Direction: Extract every line of the data below that contains the string "person", treating uppercase and lowercase letters as different.

[Image object location data]
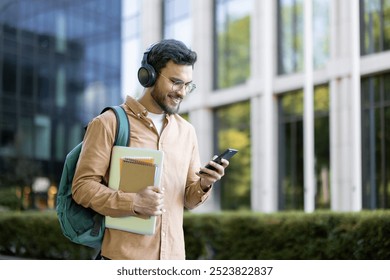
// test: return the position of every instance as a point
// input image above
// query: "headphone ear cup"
(147, 75)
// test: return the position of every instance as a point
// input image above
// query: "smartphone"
(227, 154)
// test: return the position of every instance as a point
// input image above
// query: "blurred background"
(300, 87)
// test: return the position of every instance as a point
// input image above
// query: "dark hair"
(169, 49)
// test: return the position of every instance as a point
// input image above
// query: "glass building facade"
(59, 67)
(62, 61)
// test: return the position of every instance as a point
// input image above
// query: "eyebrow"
(173, 79)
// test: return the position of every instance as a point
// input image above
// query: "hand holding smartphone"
(227, 154)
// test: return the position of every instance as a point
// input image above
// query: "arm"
(89, 185)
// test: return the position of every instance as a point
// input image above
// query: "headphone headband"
(147, 75)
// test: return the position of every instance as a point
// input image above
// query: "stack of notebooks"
(131, 170)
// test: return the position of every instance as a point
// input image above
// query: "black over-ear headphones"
(146, 73)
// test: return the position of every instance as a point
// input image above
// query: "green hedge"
(236, 235)
(286, 236)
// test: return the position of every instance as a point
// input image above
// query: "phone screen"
(227, 154)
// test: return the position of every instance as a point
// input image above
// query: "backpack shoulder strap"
(122, 136)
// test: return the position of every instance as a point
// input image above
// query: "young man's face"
(167, 100)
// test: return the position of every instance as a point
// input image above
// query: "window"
(374, 26)
(290, 36)
(177, 20)
(131, 50)
(232, 42)
(321, 33)
(376, 141)
(232, 130)
(291, 149)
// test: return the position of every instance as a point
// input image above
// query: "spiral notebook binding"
(139, 161)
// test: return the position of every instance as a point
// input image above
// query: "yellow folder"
(131, 170)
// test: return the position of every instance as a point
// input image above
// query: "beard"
(169, 103)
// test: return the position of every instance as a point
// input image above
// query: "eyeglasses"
(178, 85)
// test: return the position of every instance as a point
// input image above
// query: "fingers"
(209, 176)
(149, 201)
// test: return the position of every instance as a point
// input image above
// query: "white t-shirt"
(158, 120)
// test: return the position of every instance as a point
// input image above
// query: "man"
(166, 74)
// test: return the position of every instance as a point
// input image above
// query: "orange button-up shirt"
(178, 141)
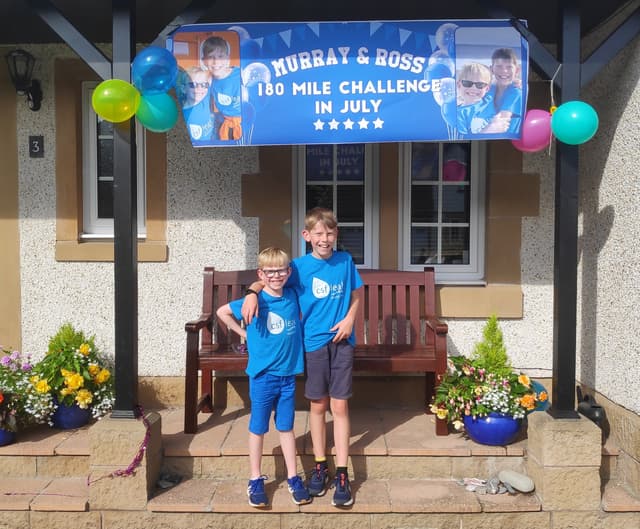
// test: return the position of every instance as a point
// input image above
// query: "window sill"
(94, 251)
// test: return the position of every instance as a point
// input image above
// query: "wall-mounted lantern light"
(20, 64)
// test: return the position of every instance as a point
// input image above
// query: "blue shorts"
(272, 393)
(329, 371)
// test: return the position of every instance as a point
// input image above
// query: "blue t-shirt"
(227, 94)
(274, 337)
(324, 289)
(199, 119)
(473, 118)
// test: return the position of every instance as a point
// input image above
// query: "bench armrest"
(196, 325)
(436, 325)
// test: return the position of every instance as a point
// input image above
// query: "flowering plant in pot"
(20, 404)
(75, 373)
(485, 385)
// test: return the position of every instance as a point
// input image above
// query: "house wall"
(223, 204)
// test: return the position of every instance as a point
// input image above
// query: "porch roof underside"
(93, 19)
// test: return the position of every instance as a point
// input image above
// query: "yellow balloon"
(115, 100)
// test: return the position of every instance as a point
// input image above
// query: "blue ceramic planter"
(495, 429)
(67, 417)
(6, 437)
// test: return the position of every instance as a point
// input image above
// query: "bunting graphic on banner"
(350, 82)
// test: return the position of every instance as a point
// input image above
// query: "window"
(442, 209)
(340, 178)
(97, 172)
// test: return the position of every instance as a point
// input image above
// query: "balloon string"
(553, 103)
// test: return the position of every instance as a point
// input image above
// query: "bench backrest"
(393, 309)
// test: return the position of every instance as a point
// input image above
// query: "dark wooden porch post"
(125, 224)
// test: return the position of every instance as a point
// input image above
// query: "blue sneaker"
(299, 493)
(255, 491)
(342, 496)
(318, 479)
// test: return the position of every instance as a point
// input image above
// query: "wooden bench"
(396, 332)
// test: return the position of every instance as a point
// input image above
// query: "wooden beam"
(74, 39)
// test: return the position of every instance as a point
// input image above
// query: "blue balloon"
(574, 122)
(154, 70)
(157, 112)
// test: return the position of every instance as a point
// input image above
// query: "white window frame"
(472, 273)
(371, 205)
(94, 227)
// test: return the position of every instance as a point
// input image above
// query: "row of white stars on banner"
(347, 124)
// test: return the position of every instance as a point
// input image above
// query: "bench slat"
(396, 331)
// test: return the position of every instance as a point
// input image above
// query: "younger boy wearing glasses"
(193, 92)
(274, 339)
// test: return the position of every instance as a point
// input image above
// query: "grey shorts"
(328, 371)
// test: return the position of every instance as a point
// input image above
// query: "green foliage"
(491, 353)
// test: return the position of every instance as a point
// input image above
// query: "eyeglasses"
(478, 84)
(281, 272)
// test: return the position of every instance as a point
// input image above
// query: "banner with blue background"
(350, 82)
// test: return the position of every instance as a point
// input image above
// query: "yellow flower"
(74, 381)
(524, 380)
(103, 376)
(528, 402)
(84, 398)
(42, 386)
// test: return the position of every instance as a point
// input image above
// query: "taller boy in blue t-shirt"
(274, 340)
(328, 287)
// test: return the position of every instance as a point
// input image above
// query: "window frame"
(474, 272)
(94, 227)
(371, 203)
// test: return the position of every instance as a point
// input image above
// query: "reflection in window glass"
(440, 203)
(424, 246)
(455, 204)
(455, 244)
(352, 241)
(351, 203)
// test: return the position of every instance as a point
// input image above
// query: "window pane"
(350, 203)
(350, 162)
(105, 199)
(424, 161)
(319, 196)
(424, 203)
(105, 157)
(455, 167)
(352, 240)
(455, 245)
(424, 246)
(455, 204)
(319, 162)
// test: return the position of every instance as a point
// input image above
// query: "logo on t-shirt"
(276, 324)
(321, 289)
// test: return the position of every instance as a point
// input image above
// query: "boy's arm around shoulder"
(344, 328)
(225, 315)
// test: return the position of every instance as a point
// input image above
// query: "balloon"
(115, 100)
(154, 70)
(157, 112)
(536, 131)
(574, 122)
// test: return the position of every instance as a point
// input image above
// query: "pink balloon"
(536, 131)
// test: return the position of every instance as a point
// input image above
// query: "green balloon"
(574, 122)
(157, 112)
(115, 100)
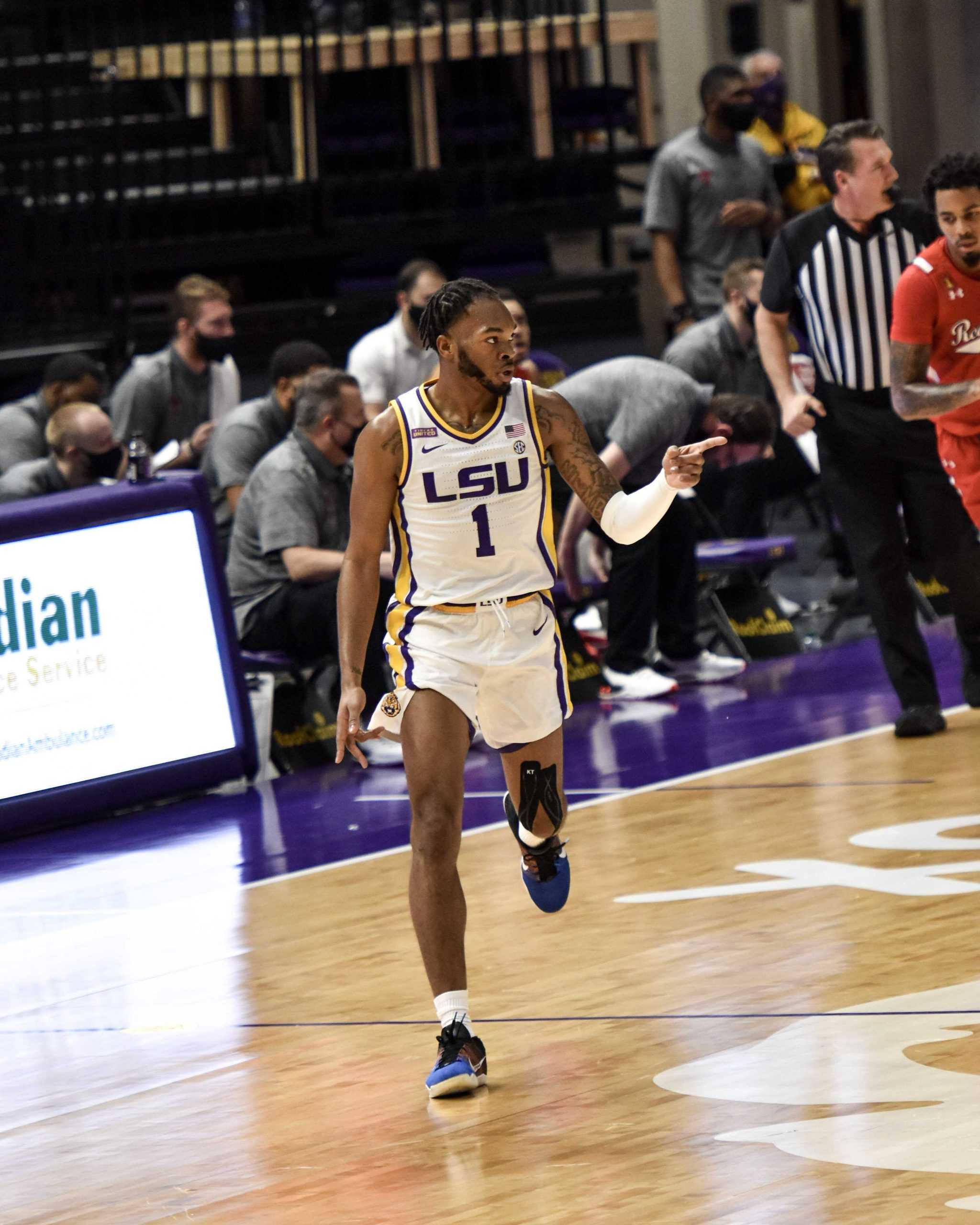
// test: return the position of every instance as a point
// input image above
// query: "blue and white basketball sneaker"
(461, 1066)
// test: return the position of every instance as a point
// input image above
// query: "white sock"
(454, 1006)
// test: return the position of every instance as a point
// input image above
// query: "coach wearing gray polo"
(391, 359)
(711, 199)
(253, 430)
(291, 531)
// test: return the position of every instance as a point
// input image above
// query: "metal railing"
(138, 135)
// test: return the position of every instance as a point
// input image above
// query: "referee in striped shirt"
(835, 270)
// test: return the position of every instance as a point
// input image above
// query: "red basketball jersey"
(939, 305)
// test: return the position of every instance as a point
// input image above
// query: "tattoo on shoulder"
(392, 444)
(581, 467)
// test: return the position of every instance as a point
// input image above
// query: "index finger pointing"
(696, 449)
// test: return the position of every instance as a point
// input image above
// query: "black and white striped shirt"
(839, 285)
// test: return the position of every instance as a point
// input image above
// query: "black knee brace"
(539, 788)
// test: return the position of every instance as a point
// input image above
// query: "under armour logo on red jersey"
(952, 290)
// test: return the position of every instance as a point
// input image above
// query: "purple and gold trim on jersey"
(399, 624)
(400, 416)
(430, 412)
(469, 609)
(546, 516)
(561, 663)
(401, 613)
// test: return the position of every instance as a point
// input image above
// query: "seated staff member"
(71, 379)
(254, 428)
(391, 359)
(84, 452)
(936, 329)
(179, 392)
(634, 410)
(292, 527)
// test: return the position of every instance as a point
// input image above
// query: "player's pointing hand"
(683, 466)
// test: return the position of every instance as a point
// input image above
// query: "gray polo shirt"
(691, 179)
(388, 364)
(712, 353)
(642, 405)
(294, 498)
(30, 478)
(238, 444)
(162, 399)
(22, 430)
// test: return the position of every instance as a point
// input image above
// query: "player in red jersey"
(936, 326)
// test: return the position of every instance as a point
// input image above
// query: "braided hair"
(447, 304)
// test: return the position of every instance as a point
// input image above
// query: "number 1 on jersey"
(480, 517)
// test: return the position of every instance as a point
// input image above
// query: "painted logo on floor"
(854, 1060)
(922, 881)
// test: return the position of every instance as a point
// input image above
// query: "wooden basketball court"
(256, 1055)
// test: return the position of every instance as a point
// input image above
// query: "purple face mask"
(771, 97)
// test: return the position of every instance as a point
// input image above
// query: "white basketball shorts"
(501, 663)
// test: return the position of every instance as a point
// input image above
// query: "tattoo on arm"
(575, 457)
(392, 444)
(913, 396)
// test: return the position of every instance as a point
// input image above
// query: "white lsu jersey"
(472, 517)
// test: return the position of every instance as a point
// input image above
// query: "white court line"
(619, 795)
(497, 795)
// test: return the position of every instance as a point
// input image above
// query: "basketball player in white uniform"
(457, 469)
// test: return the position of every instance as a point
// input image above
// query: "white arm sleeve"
(629, 517)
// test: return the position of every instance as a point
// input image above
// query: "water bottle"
(139, 467)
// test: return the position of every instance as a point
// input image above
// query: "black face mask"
(738, 115)
(212, 348)
(771, 99)
(106, 463)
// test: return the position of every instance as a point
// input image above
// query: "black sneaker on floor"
(920, 721)
(461, 1065)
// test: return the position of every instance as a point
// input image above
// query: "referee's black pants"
(878, 468)
(655, 580)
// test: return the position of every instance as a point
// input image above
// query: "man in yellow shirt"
(788, 134)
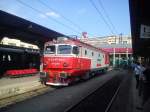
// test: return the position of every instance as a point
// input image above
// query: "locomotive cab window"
(64, 49)
(75, 50)
(50, 49)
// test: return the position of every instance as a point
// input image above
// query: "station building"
(119, 48)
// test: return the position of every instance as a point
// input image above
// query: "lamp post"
(114, 58)
(127, 54)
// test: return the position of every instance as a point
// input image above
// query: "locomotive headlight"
(63, 75)
(65, 64)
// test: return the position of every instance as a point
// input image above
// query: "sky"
(72, 17)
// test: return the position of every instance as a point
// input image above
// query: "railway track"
(99, 100)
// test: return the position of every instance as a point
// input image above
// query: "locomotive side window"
(75, 50)
(64, 49)
(85, 52)
(50, 49)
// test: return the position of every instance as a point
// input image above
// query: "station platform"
(128, 98)
(15, 86)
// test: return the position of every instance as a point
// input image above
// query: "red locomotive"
(66, 60)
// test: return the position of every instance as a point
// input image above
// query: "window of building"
(92, 54)
(124, 42)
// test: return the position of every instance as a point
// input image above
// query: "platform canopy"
(140, 26)
(15, 27)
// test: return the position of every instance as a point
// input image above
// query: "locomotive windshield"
(50, 49)
(64, 49)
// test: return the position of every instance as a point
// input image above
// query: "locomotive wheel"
(86, 76)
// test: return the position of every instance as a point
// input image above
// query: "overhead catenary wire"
(40, 12)
(101, 16)
(107, 16)
(67, 19)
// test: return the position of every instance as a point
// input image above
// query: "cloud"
(52, 14)
(82, 11)
(42, 16)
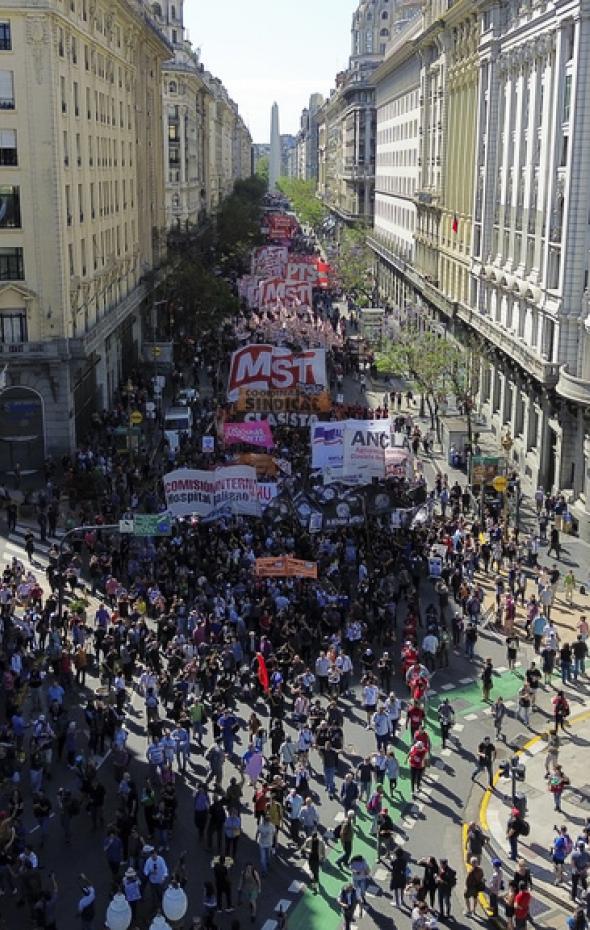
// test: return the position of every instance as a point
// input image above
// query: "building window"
(567, 98)
(5, 37)
(13, 327)
(12, 266)
(8, 152)
(9, 207)
(6, 90)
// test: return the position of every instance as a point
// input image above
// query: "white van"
(178, 420)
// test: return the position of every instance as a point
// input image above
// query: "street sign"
(152, 524)
(500, 483)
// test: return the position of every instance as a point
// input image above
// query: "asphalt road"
(432, 825)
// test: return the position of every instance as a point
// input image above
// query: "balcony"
(544, 371)
(573, 389)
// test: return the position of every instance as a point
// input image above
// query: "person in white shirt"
(380, 723)
(429, 650)
(370, 698)
(156, 872)
(393, 708)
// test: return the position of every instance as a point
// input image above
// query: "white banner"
(327, 445)
(194, 491)
(267, 490)
(365, 443)
(262, 367)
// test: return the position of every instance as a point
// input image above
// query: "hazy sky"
(266, 50)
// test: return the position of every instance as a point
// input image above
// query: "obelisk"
(274, 168)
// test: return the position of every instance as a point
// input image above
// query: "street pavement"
(575, 808)
(429, 826)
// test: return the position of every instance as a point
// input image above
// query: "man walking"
(486, 753)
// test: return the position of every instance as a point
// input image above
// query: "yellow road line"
(483, 808)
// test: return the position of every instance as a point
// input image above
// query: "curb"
(542, 888)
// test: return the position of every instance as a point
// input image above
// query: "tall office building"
(275, 149)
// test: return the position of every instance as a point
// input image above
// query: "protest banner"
(196, 491)
(254, 434)
(327, 445)
(285, 567)
(264, 367)
(364, 445)
(283, 402)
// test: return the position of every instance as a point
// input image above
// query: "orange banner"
(285, 567)
(263, 463)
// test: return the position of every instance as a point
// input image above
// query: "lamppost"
(174, 902)
(118, 916)
(507, 443)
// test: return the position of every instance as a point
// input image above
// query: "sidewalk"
(575, 803)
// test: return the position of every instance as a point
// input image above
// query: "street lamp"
(174, 902)
(118, 916)
(507, 443)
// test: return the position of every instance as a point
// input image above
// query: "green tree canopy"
(353, 265)
(302, 194)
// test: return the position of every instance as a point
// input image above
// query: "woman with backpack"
(561, 711)
(315, 849)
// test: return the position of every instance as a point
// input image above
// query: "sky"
(267, 50)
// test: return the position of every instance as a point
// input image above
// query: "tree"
(198, 299)
(353, 265)
(435, 366)
(302, 195)
(263, 169)
(423, 360)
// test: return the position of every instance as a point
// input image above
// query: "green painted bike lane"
(321, 910)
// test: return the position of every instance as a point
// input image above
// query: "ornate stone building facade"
(197, 110)
(347, 121)
(502, 242)
(81, 160)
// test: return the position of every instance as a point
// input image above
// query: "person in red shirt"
(422, 736)
(522, 903)
(417, 760)
(414, 717)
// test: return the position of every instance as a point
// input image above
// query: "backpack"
(374, 804)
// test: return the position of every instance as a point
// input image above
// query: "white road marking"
(296, 887)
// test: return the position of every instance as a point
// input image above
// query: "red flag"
(262, 672)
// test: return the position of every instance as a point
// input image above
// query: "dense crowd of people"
(246, 686)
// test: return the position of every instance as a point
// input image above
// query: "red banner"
(264, 367)
(285, 567)
(281, 226)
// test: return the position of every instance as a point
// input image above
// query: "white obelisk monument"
(274, 170)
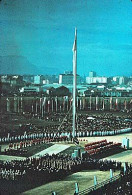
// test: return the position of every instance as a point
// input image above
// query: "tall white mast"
(74, 81)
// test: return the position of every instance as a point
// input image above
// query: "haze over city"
(37, 37)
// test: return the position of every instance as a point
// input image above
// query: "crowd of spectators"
(100, 125)
(37, 171)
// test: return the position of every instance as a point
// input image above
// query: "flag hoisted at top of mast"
(74, 82)
(75, 42)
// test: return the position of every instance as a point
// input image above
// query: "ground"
(67, 186)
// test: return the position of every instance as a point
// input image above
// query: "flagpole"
(74, 81)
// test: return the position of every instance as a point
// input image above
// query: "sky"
(36, 36)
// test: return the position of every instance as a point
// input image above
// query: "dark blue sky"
(36, 36)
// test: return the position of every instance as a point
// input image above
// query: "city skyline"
(38, 37)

Solution for this problem:
// query: "person in white shirt"
// query: "person in red shirt"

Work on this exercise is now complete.